(Point placement records)
****************
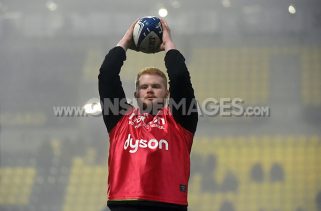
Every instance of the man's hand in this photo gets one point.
(167, 43)
(127, 41)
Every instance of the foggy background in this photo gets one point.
(266, 52)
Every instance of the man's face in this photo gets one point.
(151, 92)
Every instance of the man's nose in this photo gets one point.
(149, 89)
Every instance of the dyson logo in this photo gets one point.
(134, 145)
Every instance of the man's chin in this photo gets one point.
(151, 107)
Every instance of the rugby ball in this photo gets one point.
(147, 34)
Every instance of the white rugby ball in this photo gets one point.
(147, 34)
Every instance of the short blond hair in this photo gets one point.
(151, 71)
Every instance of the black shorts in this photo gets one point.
(144, 208)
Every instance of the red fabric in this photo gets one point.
(149, 158)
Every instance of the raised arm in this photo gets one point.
(112, 95)
(180, 86)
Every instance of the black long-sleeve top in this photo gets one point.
(180, 88)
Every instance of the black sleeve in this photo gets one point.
(182, 99)
(112, 95)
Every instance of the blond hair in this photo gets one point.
(151, 71)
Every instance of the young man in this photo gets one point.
(149, 153)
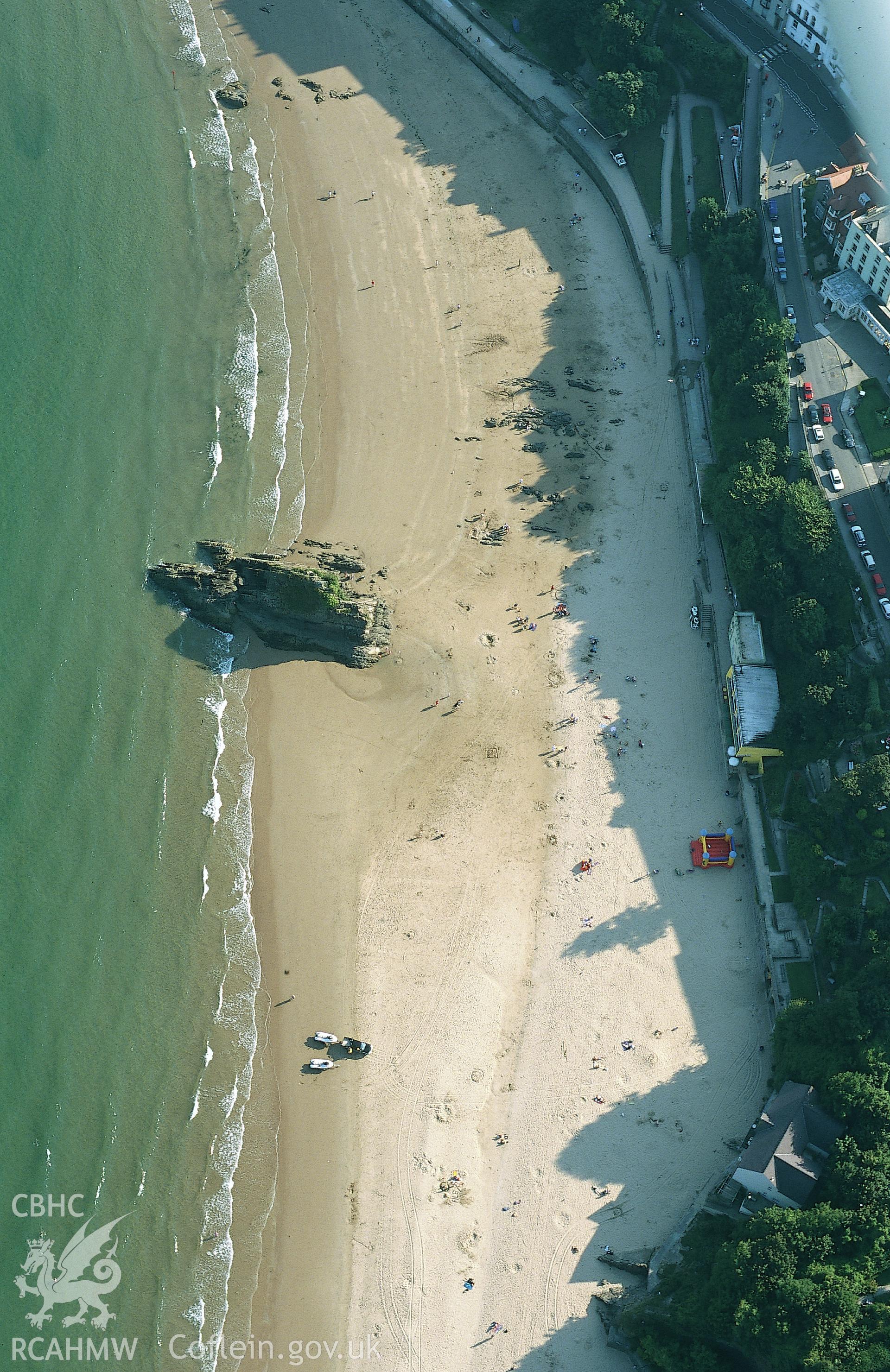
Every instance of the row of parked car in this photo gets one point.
(871, 567)
(819, 413)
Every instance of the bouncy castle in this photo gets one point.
(713, 850)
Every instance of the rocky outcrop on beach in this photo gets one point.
(233, 95)
(292, 606)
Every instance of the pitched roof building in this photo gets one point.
(841, 195)
(788, 1151)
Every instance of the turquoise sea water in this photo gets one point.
(143, 361)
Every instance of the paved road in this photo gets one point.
(789, 65)
(823, 354)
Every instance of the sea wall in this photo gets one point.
(550, 119)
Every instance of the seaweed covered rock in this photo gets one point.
(293, 607)
(233, 95)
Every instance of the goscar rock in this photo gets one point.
(234, 95)
(294, 608)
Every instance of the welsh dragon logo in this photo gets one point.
(84, 1275)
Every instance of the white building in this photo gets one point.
(771, 12)
(848, 296)
(808, 26)
(867, 250)
(805, 24)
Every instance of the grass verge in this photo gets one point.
(645, 150)
(679, 223)
(802, 981)
(706, 154)
(867, 416)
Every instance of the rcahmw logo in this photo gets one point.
(84, 1275)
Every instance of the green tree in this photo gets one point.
(625, 99)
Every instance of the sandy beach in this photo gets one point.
(417, 865)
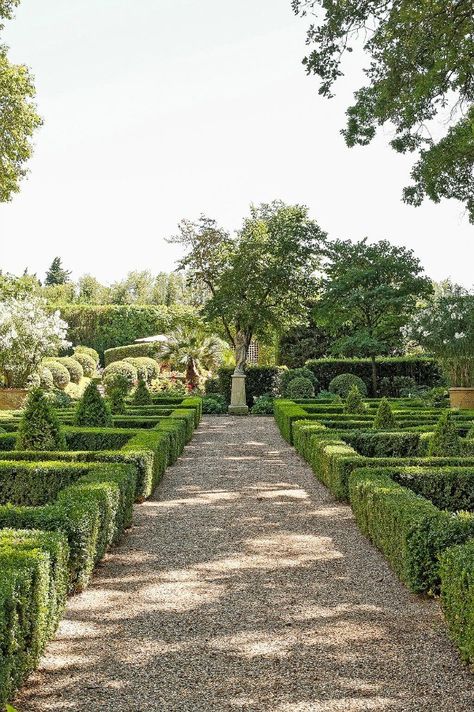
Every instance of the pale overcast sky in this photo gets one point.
(156, 110)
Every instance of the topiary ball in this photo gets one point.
(87, 350)
(120, 370)
(300, 387)
(88, 364)
(60, 374)
(342, 384)
(75, 369)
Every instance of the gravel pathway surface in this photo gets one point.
(244, 586)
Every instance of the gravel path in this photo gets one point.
(244, 586)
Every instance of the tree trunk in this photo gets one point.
(374, 377)
(192, 376)
(242, 343)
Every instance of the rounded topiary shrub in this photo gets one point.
(300, 387)
(342, 384)
(354, 403)
(75, 369)
(58, 398)
(214, 404)
(88, 364)
(120, 371)
(142, 395)
(384, 418)
(87, 350)
(60, 374)
(263, 405)
(292, 373)
(445, 441)
(92, 411)
(147, 368)
(39, 427)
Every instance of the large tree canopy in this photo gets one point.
(421, 68)
(260, 279)
(18, 115)
(368, 293)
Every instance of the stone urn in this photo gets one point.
(12, 398)
(462, 398)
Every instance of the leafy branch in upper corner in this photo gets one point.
(421, 68)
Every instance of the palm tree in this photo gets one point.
(194, 352)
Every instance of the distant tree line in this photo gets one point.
(138, 287)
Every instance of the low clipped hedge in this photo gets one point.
(457, 596)
(286, 412)
(92, 513)
(25, 614)
(60, 511)
(151, 451)
(408, 529)
(332, 458)
(36, 483)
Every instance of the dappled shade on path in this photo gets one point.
(244, 586)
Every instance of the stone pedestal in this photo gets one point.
(238, 401)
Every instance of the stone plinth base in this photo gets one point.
(238, 400)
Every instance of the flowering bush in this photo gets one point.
(28, 333)
(445, 328)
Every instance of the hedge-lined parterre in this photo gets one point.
(61, 510)
(416, 508)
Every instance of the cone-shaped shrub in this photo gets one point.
(354, 402)
(117, 389)
(445, 440)
(39, 427)
(142, 395)
(384, 418)
(92, 411)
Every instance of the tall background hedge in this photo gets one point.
(112, 325)
(423, 369)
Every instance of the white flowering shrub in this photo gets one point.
(445, 328)
(28, 333)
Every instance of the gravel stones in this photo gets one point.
(244, 586)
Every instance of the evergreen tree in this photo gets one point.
(142, 395)
(445, 441)
(56, 273)
(384, 418)
(354, 402)
(39, 427)
(92, 410)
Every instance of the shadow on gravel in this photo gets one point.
(244, 586)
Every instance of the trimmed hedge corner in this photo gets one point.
(457, 596)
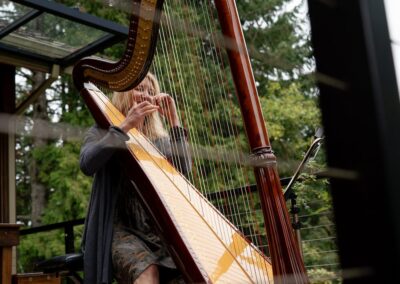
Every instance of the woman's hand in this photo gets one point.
(136, 115)
(167, 108)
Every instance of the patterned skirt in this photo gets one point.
(132, 254)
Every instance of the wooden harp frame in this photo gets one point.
(125, 74)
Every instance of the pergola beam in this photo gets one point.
(39, 90)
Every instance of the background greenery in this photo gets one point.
(51, 188)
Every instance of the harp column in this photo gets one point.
(287, 263)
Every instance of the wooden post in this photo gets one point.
(9, 237)
(7, 106)
(287, 263)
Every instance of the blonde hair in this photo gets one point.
(153, 126)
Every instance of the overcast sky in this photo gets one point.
(393, 14)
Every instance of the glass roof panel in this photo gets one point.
(10, 11)
(52, 36)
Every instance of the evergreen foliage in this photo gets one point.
(281, 57)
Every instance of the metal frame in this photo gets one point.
(116, 33)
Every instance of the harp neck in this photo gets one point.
(135, 63)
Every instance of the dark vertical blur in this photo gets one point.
(361, 116)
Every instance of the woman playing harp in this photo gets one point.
(118, 232)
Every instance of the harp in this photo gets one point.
(205, 245)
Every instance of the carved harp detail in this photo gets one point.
(191, 226)
(133, 67)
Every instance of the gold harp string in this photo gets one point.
(211, 95)
(169, 37)
(203, 217)
(229, 197)
(178, 87)
(177, 82)
(246, 195)
(199, 90)
(173, 63)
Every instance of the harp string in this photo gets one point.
(177, 81)
(258, 274)
(178, 87)
(203, 122)
(207, 93)
(245, 192)
(222, 79)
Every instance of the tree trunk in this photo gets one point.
(38, 191)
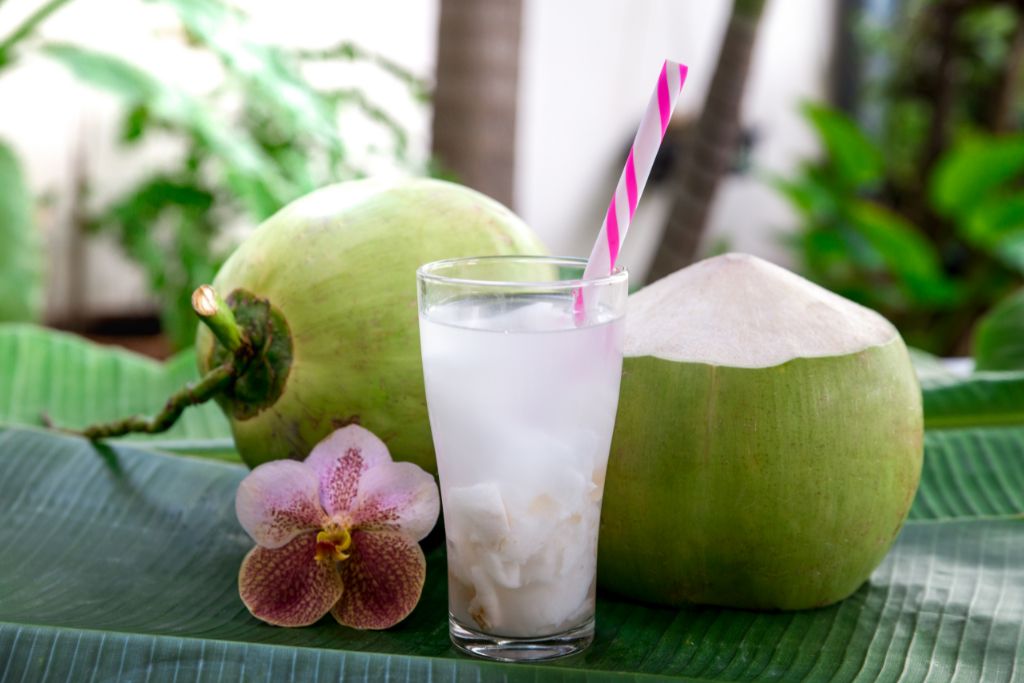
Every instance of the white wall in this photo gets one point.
(56, 124)
(588, 67)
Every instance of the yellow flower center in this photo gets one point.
(332, 544)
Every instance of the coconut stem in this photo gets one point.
(216, 314)
(192, 394)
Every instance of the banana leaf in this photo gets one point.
(76, 383)
(118, 562)
(121, 563)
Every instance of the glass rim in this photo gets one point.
(426, 272)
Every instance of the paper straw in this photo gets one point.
(634, 177)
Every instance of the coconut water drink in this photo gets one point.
(522, 403)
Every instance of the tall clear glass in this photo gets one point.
(522, 398)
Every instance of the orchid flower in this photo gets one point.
(337, 532)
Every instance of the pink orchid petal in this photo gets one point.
(287, 586)
(340, 461)
(278, 501)
(399, 497)
(383, 580)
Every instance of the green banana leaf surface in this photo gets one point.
(76, 383)
(120, 561)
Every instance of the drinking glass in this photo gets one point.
(522, 391)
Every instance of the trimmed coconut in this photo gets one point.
(768, 442)
(339, 266)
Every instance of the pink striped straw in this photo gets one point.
(634, 177)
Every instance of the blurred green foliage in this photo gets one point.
(20, 254)
(263, 136)
(920, 215)
(20, 260)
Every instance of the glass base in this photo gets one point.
(503, 648)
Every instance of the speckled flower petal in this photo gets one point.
(383, 580)
(340, 461)
(399, 497)
(278, 501)
(287, 586)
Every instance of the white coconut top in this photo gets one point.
(742, 311)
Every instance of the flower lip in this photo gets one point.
(337, 532)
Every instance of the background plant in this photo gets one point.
(265, 135)
(20, 256)
(915, 208)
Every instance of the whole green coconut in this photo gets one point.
(330, 282)
(768, 442)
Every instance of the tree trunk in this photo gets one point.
(713, 146)
(476, 92)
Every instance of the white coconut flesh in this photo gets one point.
(741, 311)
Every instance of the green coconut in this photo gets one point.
(768, 442)
(326, 289)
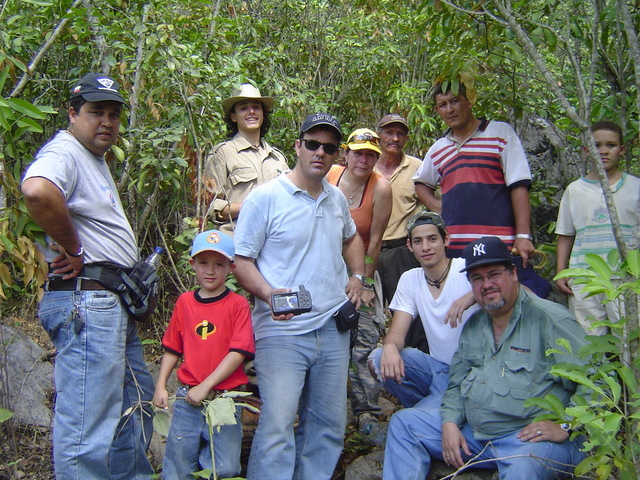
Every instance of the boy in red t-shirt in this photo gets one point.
(211, 330)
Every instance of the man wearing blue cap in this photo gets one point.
(100, 371)
(296, 230)
(501, 361)
(210, 329)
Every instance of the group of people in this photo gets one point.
(466, 344)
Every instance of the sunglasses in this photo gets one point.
(364, 138)
(313, 145)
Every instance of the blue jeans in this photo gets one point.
(99, 373)
(415, 435)
(188, 443)
(424, 382)
(306, 374)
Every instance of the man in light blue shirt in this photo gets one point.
(297, 230)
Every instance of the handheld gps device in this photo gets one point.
(293, 302)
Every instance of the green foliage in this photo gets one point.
(19, 257)
(607, 403)
(218, 412)
(5, 415)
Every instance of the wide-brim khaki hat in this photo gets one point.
(246, 92)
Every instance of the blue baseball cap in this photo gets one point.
(213, 241)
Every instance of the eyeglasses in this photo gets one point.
(364, 138)
(492, 276)
(313, 145)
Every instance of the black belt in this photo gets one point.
(400, 242)
(213, 394)
(56, 284)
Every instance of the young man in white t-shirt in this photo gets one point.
(441, 296)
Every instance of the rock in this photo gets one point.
(368, 467)
(26, 381)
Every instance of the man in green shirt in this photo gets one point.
(500, 362)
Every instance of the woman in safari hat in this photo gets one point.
(244, 161)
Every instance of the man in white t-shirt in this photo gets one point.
(440, 296)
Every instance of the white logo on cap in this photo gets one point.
(478, 249)
(106, 83)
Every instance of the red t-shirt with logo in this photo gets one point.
(204, 330)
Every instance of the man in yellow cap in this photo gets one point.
(244, 161)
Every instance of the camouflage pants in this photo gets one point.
(365, 390)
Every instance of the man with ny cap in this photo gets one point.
(501, 361)
(244, 161)
(297, 230)
(399, 169)
(100, 372)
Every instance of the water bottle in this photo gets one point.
(155, 259)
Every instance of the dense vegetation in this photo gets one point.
(570, 63)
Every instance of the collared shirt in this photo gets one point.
(405, 200)
(296, 240)
(583, 214)
(476, 177)
(236, 168)
(488, 385)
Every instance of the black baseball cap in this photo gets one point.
(484, 251)
(425, 218)
(316, 119)
(97, 87)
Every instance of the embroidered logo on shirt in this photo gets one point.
(204, 329)
(600, 215)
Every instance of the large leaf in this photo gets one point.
(26, 108)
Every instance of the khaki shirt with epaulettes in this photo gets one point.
(235, 168)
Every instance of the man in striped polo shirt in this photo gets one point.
(484, 176)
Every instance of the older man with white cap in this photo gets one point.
****************
What to do:
Copy out the material word for word, from the line containing "Every instance of the khaki" through the end of the material.

Exercise response:
Every instance of the khaki shirt with epaulettes in this photo gets one point.
(235, 168)
Every instance of the man in striped polo shirt in this photo gets one point.
(484, 176)
Every instance of the older man with white cap in this photo gets one point.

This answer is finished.